Location labeling records
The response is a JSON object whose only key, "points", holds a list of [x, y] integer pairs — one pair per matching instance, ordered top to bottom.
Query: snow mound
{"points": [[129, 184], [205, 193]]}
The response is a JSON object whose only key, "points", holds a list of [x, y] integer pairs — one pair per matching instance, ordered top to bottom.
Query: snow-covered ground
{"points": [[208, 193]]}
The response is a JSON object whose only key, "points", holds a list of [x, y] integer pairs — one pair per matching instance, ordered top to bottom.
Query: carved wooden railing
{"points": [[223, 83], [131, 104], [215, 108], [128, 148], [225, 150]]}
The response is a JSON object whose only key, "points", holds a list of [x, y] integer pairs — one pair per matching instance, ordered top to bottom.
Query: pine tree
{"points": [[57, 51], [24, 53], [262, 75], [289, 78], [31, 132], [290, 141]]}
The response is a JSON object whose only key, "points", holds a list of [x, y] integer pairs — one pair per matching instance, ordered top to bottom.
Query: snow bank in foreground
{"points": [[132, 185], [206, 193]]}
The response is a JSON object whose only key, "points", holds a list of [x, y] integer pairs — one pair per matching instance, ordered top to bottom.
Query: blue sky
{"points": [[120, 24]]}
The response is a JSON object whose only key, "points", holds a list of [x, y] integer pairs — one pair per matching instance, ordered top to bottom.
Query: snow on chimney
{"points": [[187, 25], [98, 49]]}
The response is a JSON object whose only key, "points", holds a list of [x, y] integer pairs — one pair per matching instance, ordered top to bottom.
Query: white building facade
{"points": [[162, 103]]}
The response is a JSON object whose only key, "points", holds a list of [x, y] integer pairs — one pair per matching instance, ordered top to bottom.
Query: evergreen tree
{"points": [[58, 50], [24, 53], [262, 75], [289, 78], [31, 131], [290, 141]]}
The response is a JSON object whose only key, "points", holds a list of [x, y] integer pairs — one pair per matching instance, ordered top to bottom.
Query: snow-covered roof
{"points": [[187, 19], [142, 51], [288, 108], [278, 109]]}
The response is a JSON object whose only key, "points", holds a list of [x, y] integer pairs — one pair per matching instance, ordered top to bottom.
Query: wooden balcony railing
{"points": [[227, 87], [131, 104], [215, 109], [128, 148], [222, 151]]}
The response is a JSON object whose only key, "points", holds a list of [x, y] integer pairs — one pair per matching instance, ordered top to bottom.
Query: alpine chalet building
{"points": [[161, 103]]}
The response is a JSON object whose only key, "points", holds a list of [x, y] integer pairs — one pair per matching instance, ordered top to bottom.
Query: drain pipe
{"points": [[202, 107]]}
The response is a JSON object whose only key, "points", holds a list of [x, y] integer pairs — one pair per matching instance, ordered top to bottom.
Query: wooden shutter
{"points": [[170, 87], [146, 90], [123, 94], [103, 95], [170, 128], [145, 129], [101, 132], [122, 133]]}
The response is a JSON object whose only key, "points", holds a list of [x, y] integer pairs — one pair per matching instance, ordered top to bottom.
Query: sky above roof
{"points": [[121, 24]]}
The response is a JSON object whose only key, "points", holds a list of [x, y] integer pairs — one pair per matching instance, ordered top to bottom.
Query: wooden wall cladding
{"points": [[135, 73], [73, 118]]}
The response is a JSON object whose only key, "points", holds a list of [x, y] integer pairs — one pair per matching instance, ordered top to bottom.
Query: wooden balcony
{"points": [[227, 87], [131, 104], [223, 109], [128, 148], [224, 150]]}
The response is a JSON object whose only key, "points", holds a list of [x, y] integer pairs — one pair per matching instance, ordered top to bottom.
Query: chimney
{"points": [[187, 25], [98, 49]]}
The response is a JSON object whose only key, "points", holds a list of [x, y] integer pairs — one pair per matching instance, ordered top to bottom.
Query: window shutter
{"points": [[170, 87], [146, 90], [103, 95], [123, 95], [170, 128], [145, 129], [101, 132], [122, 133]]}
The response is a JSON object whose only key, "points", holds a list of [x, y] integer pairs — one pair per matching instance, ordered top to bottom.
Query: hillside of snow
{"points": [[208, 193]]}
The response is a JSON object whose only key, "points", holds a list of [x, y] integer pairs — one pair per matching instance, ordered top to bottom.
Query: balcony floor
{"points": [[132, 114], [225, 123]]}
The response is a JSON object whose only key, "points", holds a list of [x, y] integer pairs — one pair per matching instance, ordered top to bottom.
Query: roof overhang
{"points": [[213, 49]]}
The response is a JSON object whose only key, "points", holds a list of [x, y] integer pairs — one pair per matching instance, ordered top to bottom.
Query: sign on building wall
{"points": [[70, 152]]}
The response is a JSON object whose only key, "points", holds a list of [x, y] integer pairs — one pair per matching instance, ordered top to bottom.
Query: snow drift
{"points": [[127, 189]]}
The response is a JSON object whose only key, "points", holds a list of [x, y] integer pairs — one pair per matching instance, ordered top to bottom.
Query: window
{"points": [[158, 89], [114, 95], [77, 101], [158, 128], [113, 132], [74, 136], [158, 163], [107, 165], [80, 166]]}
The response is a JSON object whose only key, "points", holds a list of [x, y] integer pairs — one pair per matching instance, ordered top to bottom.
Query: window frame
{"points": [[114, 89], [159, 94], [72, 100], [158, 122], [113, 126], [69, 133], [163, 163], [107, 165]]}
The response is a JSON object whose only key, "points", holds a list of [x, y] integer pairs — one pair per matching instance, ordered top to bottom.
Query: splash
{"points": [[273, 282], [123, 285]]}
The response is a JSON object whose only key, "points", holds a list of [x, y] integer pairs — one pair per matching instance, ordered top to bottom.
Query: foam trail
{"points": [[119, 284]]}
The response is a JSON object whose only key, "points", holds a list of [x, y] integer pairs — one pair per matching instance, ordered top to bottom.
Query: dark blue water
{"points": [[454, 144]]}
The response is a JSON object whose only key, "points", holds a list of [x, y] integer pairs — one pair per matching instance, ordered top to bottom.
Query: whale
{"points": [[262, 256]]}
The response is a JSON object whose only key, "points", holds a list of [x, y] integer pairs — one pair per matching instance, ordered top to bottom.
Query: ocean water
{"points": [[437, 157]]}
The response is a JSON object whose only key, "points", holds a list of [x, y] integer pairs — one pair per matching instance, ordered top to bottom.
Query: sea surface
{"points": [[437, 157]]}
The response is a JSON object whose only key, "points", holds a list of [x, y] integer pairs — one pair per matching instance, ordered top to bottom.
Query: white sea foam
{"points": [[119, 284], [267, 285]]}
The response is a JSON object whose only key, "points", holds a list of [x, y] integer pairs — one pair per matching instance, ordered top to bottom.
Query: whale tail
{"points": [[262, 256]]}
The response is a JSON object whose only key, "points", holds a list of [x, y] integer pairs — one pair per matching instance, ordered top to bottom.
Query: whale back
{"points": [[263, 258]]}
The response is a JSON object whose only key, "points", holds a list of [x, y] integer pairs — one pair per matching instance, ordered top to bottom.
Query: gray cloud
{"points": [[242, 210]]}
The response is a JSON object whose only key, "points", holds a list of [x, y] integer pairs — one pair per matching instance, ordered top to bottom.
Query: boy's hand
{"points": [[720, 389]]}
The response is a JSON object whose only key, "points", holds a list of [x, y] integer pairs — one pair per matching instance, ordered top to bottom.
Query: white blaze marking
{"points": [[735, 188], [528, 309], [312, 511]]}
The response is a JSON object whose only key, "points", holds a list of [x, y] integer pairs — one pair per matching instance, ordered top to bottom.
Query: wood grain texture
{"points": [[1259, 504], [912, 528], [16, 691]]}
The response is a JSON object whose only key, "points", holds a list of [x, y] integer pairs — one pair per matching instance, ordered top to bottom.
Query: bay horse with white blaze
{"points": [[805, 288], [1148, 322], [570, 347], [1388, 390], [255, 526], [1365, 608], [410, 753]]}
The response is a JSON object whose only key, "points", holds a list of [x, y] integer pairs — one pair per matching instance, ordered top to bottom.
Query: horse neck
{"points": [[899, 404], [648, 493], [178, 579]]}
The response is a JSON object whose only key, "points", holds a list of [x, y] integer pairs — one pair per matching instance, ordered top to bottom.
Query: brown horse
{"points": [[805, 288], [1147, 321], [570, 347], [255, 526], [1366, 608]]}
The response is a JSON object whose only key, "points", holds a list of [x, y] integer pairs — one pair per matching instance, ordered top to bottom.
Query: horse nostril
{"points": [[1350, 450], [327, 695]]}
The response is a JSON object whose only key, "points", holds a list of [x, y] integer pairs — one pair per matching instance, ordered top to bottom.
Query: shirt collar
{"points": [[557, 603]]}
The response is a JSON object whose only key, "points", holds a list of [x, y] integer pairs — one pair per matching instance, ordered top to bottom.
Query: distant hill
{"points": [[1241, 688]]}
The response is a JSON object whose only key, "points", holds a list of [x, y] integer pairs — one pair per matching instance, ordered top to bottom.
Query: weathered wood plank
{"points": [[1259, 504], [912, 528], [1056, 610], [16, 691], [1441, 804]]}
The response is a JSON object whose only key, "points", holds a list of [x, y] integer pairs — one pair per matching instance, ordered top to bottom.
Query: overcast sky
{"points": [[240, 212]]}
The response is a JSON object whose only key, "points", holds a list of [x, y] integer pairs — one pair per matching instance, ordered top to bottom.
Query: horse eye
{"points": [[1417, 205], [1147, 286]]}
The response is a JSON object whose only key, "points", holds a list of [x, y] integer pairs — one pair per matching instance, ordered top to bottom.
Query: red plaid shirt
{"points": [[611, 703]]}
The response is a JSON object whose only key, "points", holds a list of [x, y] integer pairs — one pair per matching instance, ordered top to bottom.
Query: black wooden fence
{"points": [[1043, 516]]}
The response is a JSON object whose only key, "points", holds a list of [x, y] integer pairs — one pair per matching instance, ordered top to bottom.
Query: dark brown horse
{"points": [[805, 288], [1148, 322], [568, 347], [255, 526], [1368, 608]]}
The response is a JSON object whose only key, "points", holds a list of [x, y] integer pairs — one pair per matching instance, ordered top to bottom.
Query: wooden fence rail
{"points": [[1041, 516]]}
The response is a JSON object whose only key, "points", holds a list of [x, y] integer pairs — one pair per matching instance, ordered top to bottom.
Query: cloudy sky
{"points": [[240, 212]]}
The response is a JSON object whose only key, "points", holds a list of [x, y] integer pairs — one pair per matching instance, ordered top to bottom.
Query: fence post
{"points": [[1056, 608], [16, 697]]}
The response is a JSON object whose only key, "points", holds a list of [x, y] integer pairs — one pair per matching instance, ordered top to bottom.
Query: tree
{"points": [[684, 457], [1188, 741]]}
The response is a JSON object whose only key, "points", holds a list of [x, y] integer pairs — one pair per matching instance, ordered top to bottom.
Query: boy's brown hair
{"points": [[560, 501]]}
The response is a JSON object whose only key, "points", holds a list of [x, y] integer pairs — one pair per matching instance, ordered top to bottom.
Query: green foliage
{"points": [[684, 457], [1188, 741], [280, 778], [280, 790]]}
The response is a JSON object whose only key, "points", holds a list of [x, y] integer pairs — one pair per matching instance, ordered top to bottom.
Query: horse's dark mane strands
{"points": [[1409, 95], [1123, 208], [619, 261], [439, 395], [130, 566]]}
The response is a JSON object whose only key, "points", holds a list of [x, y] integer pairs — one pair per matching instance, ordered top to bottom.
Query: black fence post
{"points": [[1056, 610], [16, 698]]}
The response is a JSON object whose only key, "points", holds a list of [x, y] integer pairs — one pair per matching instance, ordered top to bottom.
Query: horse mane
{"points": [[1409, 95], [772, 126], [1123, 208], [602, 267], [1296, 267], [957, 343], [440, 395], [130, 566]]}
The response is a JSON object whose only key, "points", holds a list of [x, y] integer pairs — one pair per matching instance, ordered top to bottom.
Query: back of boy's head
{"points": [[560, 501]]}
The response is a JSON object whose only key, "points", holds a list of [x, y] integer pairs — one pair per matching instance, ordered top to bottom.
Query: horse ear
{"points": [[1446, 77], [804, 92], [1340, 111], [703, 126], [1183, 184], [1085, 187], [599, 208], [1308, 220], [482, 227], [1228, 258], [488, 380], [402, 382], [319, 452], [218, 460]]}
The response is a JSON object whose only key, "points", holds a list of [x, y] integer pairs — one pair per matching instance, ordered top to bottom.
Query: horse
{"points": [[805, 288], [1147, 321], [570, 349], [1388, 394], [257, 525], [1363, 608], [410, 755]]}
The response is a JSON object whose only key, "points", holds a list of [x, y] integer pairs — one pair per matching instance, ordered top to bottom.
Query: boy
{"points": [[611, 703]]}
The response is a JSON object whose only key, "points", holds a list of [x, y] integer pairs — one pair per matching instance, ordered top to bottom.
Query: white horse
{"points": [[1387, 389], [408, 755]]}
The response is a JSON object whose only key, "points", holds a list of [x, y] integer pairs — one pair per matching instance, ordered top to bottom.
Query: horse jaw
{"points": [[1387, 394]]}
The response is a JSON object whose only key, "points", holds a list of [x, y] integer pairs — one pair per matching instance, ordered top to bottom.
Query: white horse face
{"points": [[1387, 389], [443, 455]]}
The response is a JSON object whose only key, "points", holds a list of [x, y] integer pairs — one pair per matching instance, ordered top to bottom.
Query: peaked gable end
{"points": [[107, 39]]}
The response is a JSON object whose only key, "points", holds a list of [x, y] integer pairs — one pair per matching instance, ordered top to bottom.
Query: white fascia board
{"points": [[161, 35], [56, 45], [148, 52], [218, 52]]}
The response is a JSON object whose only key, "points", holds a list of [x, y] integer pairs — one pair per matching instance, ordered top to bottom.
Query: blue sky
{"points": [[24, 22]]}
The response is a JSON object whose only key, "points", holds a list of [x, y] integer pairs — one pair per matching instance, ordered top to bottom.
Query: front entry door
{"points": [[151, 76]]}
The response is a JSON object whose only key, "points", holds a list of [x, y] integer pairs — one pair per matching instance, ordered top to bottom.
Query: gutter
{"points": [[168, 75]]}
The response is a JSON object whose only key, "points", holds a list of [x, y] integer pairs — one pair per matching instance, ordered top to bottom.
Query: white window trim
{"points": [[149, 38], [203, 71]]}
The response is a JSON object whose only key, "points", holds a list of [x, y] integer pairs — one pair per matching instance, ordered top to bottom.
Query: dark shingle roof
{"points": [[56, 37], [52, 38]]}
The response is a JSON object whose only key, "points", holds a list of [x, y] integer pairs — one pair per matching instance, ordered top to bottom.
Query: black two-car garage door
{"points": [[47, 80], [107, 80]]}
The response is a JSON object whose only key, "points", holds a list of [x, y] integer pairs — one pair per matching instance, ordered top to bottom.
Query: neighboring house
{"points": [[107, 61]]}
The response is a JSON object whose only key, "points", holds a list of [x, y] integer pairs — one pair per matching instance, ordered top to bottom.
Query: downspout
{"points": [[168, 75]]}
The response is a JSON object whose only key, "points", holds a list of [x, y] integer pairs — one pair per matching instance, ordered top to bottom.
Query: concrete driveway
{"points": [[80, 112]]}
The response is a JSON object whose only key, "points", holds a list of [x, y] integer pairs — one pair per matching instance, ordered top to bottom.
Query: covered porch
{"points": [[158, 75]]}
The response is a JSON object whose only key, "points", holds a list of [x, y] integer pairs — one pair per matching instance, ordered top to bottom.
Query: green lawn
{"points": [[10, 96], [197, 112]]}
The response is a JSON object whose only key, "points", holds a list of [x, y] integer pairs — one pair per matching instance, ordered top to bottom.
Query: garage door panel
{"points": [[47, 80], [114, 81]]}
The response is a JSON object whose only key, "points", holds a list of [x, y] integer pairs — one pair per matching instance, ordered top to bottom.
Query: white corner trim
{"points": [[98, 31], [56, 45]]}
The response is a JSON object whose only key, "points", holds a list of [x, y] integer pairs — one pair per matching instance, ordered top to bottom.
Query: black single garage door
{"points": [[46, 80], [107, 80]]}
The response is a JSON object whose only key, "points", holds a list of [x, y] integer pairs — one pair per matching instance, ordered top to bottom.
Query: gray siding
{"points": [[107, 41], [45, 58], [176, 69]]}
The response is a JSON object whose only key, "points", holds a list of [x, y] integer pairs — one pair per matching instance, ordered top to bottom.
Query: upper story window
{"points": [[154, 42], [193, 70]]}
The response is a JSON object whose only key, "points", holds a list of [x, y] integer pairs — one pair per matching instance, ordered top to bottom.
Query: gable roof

--- INSTRUCTIONS FOR THE TASK ---
Please locate every line in the listing above that contains the word "tree" and copy each one out. Case counts, so match only that exact capitalization.

--- EXERCISE OUTPUT ---
Query: pine tree
Query: evergreen tree
Query: tree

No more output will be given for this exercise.